▶ **The request**:
Recast the lines below as a two-column CSV with the header request,answer and one row per request. Put the full text of each request and its answer in their own quoted fields, and replace every line break inside a field with a space.

(Labeled-object pointing entries)
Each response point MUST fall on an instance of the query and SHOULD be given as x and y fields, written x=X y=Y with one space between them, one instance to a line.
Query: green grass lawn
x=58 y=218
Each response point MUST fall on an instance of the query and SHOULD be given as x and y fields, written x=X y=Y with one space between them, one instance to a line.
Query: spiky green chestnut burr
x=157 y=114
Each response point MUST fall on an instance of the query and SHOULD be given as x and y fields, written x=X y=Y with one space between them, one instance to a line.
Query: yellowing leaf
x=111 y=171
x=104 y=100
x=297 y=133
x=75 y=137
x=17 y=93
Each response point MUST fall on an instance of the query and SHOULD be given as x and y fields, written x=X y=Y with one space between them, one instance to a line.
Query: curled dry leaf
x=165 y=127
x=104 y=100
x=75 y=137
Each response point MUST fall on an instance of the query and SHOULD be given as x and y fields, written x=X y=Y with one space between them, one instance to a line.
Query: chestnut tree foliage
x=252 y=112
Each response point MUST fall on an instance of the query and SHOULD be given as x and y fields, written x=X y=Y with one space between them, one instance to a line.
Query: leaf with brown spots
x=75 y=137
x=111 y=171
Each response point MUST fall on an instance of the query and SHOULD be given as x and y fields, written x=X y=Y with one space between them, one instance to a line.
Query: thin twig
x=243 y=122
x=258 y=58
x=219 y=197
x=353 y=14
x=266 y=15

▶ **Output for this exercise**:
request,answer
"Each response point MUST fall on an instance of the query and SHOULD be given as x and y fields, written x=X y=Y with one space between them, one instance to a line. Query: green grass lawn","x=58 y=218"
"Each response point MUST fall on an instance of the query and SHOULD be given as x and y fields, written x=X y=Y with one space between them, one instance to a line. Query: spiky green chestnut burr","x=157 y=114"
"Each response point MUST fall on an instance of the query and SHOULD be given as x and y fields, written x=X y=Y with one space between them, one instance to a line. Query: yellowing leaf","x=111 y=171 x=104 y=100 x=297 y=133 x=75 y=137 x=17 y=93"
"Each response point MUST fall on an instance of the query and SHOULD be given as x and y fields, written x=X y=Y with one space between them, one instance to a line. Query: curled dry leaf","x=165 y=127 x=104 y=100 x=75 y=137"
"Each response point MUST fall on an instance of the query and SHOULD be given as x and y fields, written x=X y=Y with one space between them, one instance to a line. Query: chestnut tree foliage","x=252 y=112"
"Each response point MUST fall on an instance of the query and SHOULD be given as x and y fields, written x=X y=Y with one space between them, one instance to a line. Query: leaf with brown spots","x=75 y=137 x=111 y=171"
"Each response point MUST fall on an instance of the query and SHOULD be given as x and y fields, written x=X y=Y with one space between them, one instance to a line. Query: thin twig","x=243 y=122 x=258 y=58 x=219 y=197 x=353 y=14 x=266 y=15"